### [TEXT SHOWN]

Hampshire council tax rise on the cards as £80m budget cuts take another step forward
PLANS to plug an £80m black hole in a council's budget have taken a significant step forward - but it looks like residents could be hit in the pockets.
Hampshire County Council's cabinet agreed yesterday on a range of plans to slash the budget by April 2023.
But included in these plans is a proposed 3.99 per cent increase on council tax from the county council.
These plans will now go before the full council on November 4 for a final decision.
The council has pinned the need for budget cuts on reduced government funding and the increasing demand for core services, such as social care.
County council leader, Cllr Keith Mans, said: 'The council has a strong track record of financial stewardship alongside high performance, and we continue to apply these strengths to the ongoing budget pressures.
'Our ambition in this round is to achieve these two-year savings by managing inflation and demand pressures across services, rather than reducing overall spending in key areas.
'This will also enable us to consider additional spending in the budget of a further £7m in the maintenance of Hampshire’s roads, over £3m per annum to boost children’s social care and investing up to £22m in our capital programme to support the social care needs of younger adults and those leaving hospital.'
As previously reported by the Local Democracy Reporting Service, £40.6m is set to be cut from the adult services and public health budget, with a futher £20m slashed from children's services and £3.3m from culture and communities.

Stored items
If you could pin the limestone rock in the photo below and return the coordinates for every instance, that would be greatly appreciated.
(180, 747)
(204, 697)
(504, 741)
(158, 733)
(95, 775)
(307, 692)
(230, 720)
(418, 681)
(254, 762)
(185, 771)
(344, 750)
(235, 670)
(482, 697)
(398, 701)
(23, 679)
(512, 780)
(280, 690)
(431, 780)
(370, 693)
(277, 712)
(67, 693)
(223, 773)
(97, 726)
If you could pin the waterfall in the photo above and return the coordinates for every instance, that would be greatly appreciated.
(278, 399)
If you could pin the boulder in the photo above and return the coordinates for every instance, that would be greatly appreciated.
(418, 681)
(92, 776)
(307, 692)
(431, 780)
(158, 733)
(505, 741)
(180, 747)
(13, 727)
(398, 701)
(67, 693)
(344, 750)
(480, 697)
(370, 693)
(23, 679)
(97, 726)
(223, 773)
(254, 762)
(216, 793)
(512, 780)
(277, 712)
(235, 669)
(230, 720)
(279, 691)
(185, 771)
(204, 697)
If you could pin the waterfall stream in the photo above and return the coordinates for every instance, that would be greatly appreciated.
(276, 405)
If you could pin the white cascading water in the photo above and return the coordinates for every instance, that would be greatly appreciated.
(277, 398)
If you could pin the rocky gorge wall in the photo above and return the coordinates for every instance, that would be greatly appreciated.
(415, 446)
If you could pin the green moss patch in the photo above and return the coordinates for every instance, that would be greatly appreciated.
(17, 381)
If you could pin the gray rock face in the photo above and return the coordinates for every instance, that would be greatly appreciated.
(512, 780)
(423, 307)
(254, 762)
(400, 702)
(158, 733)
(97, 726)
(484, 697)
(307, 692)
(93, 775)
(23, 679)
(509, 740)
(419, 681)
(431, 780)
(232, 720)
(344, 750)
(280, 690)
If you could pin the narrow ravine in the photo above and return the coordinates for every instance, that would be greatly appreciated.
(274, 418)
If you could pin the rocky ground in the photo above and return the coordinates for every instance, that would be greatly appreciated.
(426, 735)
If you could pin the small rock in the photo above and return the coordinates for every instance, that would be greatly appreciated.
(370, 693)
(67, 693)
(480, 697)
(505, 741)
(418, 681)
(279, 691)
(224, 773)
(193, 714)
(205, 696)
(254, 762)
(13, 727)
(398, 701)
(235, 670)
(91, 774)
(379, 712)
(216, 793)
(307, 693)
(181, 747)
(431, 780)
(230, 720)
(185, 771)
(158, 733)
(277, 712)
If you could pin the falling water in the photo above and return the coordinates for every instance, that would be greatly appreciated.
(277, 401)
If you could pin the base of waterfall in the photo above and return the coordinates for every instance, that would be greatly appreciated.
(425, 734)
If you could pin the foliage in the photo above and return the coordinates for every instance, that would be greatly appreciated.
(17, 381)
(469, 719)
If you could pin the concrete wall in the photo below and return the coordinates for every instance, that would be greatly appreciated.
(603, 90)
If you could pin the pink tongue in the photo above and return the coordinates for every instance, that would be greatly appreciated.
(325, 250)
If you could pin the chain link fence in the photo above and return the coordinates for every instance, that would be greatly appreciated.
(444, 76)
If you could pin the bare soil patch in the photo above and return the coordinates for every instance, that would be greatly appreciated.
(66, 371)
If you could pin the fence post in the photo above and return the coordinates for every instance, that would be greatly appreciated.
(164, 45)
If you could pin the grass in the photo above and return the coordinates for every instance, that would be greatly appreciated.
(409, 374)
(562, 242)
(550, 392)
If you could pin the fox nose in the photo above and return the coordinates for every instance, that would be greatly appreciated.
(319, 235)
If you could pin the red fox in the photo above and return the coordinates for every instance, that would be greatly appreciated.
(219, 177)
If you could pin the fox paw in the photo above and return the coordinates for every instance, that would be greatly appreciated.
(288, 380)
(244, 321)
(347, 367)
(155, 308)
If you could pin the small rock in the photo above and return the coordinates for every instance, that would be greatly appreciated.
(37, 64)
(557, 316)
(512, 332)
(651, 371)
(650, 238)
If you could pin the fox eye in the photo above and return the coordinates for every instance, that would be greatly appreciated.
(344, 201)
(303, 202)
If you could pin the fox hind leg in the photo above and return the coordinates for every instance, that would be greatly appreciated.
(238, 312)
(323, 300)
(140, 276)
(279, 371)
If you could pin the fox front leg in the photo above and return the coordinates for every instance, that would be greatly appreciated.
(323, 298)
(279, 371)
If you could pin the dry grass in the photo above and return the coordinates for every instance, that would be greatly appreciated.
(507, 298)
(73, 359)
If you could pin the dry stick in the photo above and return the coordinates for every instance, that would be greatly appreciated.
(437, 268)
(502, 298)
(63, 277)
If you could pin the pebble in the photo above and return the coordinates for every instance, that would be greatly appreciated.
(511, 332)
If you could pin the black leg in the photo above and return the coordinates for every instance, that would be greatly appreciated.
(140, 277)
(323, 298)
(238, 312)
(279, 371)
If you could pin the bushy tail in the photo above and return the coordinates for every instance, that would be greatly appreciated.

---

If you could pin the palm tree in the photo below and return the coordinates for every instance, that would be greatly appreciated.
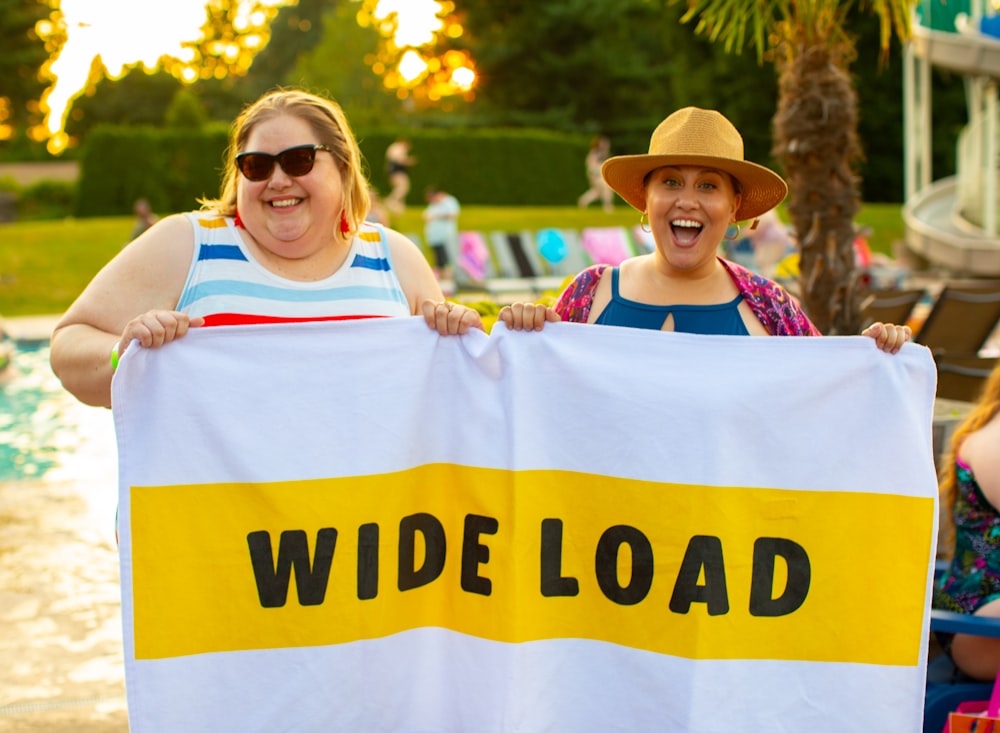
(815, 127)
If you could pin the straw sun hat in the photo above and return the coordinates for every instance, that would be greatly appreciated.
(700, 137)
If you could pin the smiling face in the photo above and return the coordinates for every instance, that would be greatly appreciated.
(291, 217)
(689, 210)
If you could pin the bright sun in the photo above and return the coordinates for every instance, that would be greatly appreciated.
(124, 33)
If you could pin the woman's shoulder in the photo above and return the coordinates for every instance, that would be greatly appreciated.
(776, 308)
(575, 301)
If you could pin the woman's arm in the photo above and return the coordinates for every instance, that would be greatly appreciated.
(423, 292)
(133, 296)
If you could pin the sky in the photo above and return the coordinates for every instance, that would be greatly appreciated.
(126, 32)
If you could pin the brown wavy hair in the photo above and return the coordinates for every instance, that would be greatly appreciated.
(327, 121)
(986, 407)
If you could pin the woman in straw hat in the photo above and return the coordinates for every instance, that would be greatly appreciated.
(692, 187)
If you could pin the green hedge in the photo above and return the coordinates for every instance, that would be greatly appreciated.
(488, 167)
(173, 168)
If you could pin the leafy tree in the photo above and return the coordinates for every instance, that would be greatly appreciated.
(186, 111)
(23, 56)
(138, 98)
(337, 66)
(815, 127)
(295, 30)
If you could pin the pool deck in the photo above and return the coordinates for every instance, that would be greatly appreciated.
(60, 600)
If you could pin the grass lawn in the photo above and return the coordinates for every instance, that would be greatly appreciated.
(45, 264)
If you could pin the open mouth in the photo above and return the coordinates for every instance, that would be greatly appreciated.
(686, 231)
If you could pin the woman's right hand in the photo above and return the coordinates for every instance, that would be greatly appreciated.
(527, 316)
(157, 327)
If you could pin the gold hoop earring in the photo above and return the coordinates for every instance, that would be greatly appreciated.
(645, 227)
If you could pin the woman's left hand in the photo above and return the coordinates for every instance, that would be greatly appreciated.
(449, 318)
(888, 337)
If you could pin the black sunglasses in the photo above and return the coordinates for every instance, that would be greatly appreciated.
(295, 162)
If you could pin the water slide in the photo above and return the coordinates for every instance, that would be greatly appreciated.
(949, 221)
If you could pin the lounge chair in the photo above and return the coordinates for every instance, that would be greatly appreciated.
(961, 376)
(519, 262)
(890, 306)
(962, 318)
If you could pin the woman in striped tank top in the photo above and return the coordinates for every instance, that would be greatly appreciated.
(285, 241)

==

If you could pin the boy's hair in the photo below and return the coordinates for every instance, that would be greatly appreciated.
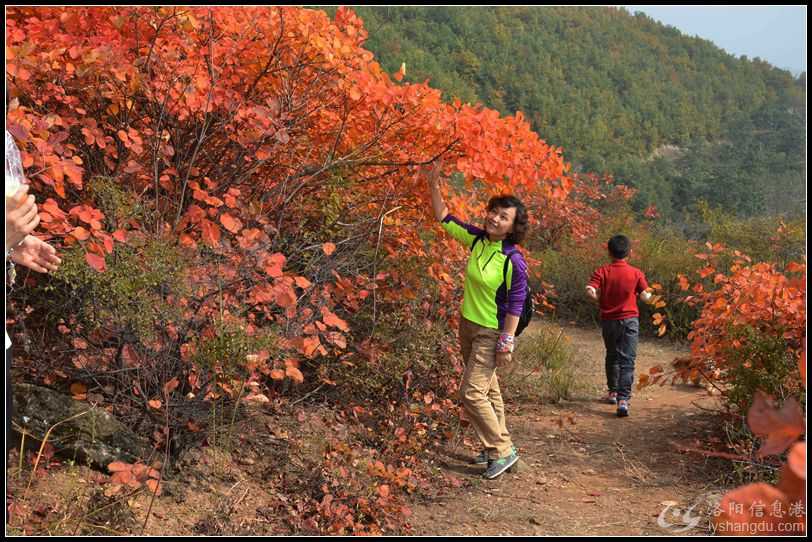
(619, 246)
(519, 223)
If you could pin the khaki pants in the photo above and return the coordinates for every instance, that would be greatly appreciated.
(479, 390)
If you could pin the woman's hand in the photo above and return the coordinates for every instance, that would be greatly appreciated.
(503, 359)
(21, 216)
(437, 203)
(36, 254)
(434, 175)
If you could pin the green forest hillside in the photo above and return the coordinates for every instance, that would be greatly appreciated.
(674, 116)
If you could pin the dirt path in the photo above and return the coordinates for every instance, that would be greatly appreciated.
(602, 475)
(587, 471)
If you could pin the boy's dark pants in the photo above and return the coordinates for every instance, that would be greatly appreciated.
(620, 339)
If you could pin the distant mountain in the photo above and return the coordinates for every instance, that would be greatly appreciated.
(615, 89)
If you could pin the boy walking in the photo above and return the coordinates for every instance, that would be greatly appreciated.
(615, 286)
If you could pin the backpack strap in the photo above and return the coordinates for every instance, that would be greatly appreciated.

### [PROBLEMS TO SOLVE]
A – Rewrite the Hampshire budget text starting with "These plans will" and going on through "in key areas.", and put "management" in place of "stewardship".
B – Write the next part of the Hampshire council budget text, following on from its last sentence.

### [ANSWERS FOR EACH ITEM]
A –
These plans will now go before the full council on November 4 for a final decision.
The council has pinned the need for budget cuts on reduced government funding and the increasing demand for core services, such as social care.
County council leader, Cllr Keith Mans, said: 'The council has a strong track record of financial management alongside high performance, and we continue to apply these strengths to the ongoing budget pressures.
'Our ambition in this round is to achieve these two-year savings by managing inflation and demand pressures across services, rather than reducing overall spending in key areas.

B –
A six-week public consultation was run between June 7 and July 18, asking members of the public for their thoughts on the budget cuts.
The impact of the Covid-19 pandemic has also been felt, with councils having to spend more to keep vital services afloat.
Cllr Mans added that there are 'some extremely hard decisions' ahead for the council.
'We face our biggest challenge to date – and regardless of government’s recent announcement of adult social care reforms, which do not address at all the burgeoning longer-term costs from continued growing demand within this sector,' he said.
'Government must take action to address the national issue of growth in adults’ and children’s social care, as it’s simply not possible to keep reducing services to meet growth costs in others – a concern also shared by residents.'
Following full council and potential further consultation, the budget cuts will be prepared for a final consideration in February next year.
The county covers all of Hampshire except the Portsmouth and Southampton unitary authority areas. It imposes the lion’s share of tax in the area, alongside borough and district councils, the police and parish councils.